[To be done]: Write out exactly the lines running from the one with "point: clear glass" to the end of the data, including both of those lines and excluding pictures.
──────── The records
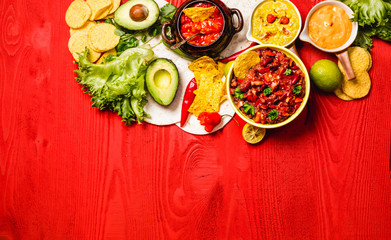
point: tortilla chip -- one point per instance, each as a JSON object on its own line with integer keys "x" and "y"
{"x": 102, "y": 38}
{"x": 105, "y": 55}
{"x": 77, "y": 14}
{"x": 221, "y": 67}
{"x": 360, "y": 59}
{"x": 358, "y": 87}
{"x": 85, "y": 27}
{"x": 98, "y": 8}
{"x": 199, "y": 14}
{"x": 77, "y": 44}
{"x": 341, "y": 95}
{"x": 245, "y": 62}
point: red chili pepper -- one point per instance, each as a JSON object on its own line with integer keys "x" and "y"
{"x": 209, "y": 120}
{"x": 188, "y": 99}
{"x": 235, "y": 55}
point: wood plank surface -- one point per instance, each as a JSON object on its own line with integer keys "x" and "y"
{"x": 69, "y": 171}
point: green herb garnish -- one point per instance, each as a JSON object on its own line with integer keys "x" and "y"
{"x": 267, "y": 91}
{"x": 273, "y": 114}
{"x": 249, "y": 109}
{"x": 297, "y": 90}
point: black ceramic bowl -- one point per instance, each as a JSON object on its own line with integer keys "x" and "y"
{"x": 214, "y": 49}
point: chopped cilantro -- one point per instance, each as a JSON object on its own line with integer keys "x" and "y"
{"x": 297, "y": 89}
{"x": 267, "y": 91}
{"x": 273, "y": 114}
{"x": 288, "y": 71}
{"x": 249, "y": 109}
{"x": 238, "y": 93}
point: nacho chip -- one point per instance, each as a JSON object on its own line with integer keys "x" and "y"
{"x": 199, "y": 14}
{"x": 245, "y": 62}
{"x": 98, "y": 8}
{"x": 102, "y": 38}
{"x": 360, "y": 59}
{"x": 358, "y": 87}
{"x": 84, "y": 28}
{"x": 210, "y": 88}
{"x": 341, "y": 95}
{"x": 77, "y": 14}
{"x": 77, "y": 44}
{"x": 105, "y": 55}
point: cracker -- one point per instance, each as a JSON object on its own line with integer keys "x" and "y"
{"x": 358, "y": 87}
{"x": 102, "y": 38}
{"x": 341, "y": 95}
{"x": 360, "y": 59}
{"x": 77, "y": 44}
{"x": 98, "y": 8}
{"x": 84, "y": 28}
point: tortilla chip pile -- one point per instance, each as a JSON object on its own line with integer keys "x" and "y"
{"x": 199, "y": 14}
{"x": 85, "y": 32}
{"x": 359, "y": 87}
{"x": 210, "y": 89}
{"x": 245, "y": 62}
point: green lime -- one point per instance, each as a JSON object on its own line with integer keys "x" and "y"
{"x": 326, "y": 75}
{"x": 227, "y": 67}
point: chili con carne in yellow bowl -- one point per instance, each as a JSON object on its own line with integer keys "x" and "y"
{"x": 273, "y": 92}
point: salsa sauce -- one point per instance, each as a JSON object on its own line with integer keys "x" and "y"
{"x": 272, "y": 90}
{"x": 330, "y": 27}
{"x": 211, "y": 28}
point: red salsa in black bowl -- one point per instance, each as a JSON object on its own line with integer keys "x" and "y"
{"x": 216, "y": 32}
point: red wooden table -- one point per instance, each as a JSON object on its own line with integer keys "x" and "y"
{"x": 69, "y": 171}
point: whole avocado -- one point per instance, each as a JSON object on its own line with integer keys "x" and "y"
{"x": 162, "y": 80}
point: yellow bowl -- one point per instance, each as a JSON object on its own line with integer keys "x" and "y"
{"x": 299, "y": 63}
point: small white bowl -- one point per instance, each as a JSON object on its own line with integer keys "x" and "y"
{"x": 304, "y": 36}
{"x": 291, "y": 43}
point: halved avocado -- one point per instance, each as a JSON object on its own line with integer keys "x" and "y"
{"x": 162, "y": 80}
{"x": 137, "y": 14}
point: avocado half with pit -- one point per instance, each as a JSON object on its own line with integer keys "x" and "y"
{"x": 137, "y": 14}
{"x": 162, "y": 81}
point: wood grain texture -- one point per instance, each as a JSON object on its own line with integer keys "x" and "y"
{"x": 69, "y": 171}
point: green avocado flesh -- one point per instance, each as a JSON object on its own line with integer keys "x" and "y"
{"x": 162, "y": 81}
{"x": 137, "y": 14}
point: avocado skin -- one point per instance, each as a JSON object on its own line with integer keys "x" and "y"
{"x": 122, "y": 18}
{"x": 162, "y": 96}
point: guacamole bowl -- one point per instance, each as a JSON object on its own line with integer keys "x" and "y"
{"x": 275, "y": 22}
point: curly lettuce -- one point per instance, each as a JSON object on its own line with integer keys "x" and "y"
{"x": 118, "y": 84}
{"x": 374, "y": 19}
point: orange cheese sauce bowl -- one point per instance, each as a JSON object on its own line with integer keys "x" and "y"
{"x": 328, "y": 27}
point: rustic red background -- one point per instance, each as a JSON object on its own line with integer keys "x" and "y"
{"x": 69, "y": 171}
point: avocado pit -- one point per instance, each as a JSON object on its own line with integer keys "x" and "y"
{"x": 138, "y": 13}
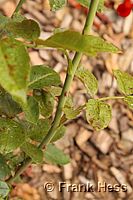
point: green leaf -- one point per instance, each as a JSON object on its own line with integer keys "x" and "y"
{"x": 4, "y": 189}
{"x": 27, "y": 29}
{"x": 38, "y": 131}
{"x": 11, "y": 135}
{"x": 89, "y": 80}
{"x": 17, "y": 17}
{"x": 8, "y": 106}
{"x": 55, "y": 156}
{"x": 42, "y": 76}
{"x": 4, "y": 168}
{"x": 60, "y": 131}
{"x": 14, "y": 68}
{"x": 45, "y": 101}
{"x": 70, "y": 111}
{"x": 33, "y": 152}
{"x": 129, "y": 101}
{"x": 88, "y": 44}
{"x": 57, "y": 4}
{"x": 31, "y": 110}
{"x": 98, "y": 114}
{"x": 3, "y": 21}
{"x": 54, "y": 91}
{"x": 86, "y": 3}
{"x": 124, "y": 81}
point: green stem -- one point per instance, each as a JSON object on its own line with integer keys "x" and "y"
{"x": 66, "y": 88}
{"x": 19, "y": 6}
{"x": 111, "y": 98}
{"x": 70, "y": 76}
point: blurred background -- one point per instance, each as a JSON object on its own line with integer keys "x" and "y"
{"x": 104, "y": 156}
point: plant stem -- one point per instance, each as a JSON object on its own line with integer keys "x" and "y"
{"x": 111, "y": 98}
{"x": 66, "y": 88}
{"x": 70, "y": 76}
{"x": 19, "y": 6}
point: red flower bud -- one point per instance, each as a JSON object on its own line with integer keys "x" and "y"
{"x": 125, "y": 8}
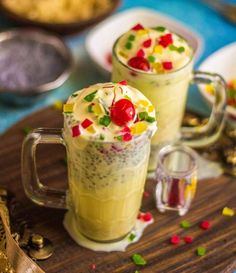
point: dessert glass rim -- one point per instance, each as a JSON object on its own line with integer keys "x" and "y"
{"x": 174, "y": 147}
{"x": 151, "y": 73}
{"x": 147, "y": 133}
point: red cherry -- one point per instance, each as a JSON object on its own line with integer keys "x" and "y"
{"x": 139, "y": 63}
{"x": 86, "y": 123}
{"x": 137, "y": 27}
{"x": 167, "y": 65}
{"x": 147, "y": 217}
{"x": 127, "y": 137}
{"x": 122, "y": 112}
{"x": 124, "y": 82}
{"x": 126, "y": 129}
{"x": 140, "y": 53}
{"x": 147, "y": 43}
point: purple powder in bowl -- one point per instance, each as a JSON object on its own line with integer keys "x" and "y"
{"x": 25, "y": 64}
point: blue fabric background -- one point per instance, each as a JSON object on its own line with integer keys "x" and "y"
{"x": 214, "y": 29}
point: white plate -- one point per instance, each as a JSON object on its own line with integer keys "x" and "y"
{"x": 100, "y": 40}
{"x": 223, "y": 62}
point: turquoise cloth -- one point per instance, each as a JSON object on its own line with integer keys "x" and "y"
{"x": 214, "y": 29}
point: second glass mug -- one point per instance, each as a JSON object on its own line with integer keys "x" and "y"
{"x": 168, "y": 94}
{"x": 106, "y": 182}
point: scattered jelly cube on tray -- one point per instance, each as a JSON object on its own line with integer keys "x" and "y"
{"x": 205, "y": 225}
{"x": 138, "y": 259}
{"x": 185, "y": 224}
{"x": 93, "y": 266}
{"x": 91, "y": 129}
{"x": 228, "y": 212}
{"x": 68, "y": 108}
{"x": 146, "y": 194}
{"x": 188, "y": 239}
{"x": 201, "y": 251}
{"x": 58, "y": 105}
{"x": 26, "y": 130}
{"x": 132, "y": 236}
{"x": 175, "y": 239}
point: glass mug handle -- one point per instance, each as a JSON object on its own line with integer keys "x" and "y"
{"x": 34, "y": 189}
{"x": 200, "y": 136}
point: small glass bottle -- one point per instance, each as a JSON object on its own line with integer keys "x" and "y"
{"x": 176, "y": 177}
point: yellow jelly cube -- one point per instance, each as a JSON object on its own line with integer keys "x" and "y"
{"x": 122, "y": 54}
{"x": 151, "y": 108}
{"x": 142, "y": 32}
{"x": 98, "y": 109}
{"x": 228, "y": 212}
{"x": 158, "y": 49}
{"x": 210, "y": 88}
{"x": 91, "y": 129}
{"x": 68, "y": 107}
{"x": 58, "y": 105}
{"x": 158, "y": 67}
{"x": 139, "y": 127}
{"x": 143, "y": 103}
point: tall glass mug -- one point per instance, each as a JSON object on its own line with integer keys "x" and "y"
{"x": 106, "y": 173}
{"x": 154, "y": 61}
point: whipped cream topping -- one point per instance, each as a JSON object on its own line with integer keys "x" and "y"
{"x": 153, "y": 50}
{"x": 109, "y": 112}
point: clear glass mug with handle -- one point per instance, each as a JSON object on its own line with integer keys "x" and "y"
{"x": 106, "y": 181}
{"x": 168, "y": 93}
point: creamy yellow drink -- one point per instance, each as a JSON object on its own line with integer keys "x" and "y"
{"x": 158, "y": 63}
{"x": 107, "y": 130}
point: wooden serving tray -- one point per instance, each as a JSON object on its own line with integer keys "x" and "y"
{"x": 161, "y": 256}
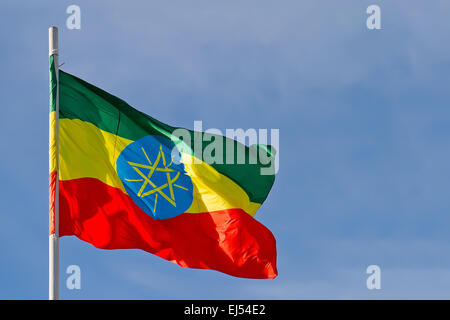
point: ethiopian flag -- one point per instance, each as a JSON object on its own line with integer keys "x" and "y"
{"x": 125, "y": 180}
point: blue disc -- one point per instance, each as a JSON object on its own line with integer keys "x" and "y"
{"x": 154, "y": 178}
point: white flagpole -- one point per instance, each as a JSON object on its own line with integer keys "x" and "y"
{"x": 53, "y": 283}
────────────────
[Correct output]:
point: clear glass mug with handle -- one point per instance, each as a JSON object on its own line with integer keys "x" and "y"
{"x": 106, "y": 181}
{"x": 168, "y": 93}
point: creamy yellow drink -- one point per instance, each as a JSON object on its own line with integer keys "x" and "y"
{"x": 158, "y": 63}
{"x": 107, "y": 130}
point: wooden serving tray -- one point per instance, each as a JSON object on its own line with integer keys "x" and "y"
{"x": 161, "y": 256}
point: ethiopian flag -- one point per instance, each as a JSON object on its own line with integer keys "x" and "y"
{"x": 125, "y": 180}
point: blue disc -- one point per instance, each as a JSON object on its own line with integer keys "x" and "y"
{"x": 154, "y": 178}
point: white flagpole -- one point per instance, each as a JSON object on its own line with integer keys "x" and "y"
{"x": 53, "y": 283}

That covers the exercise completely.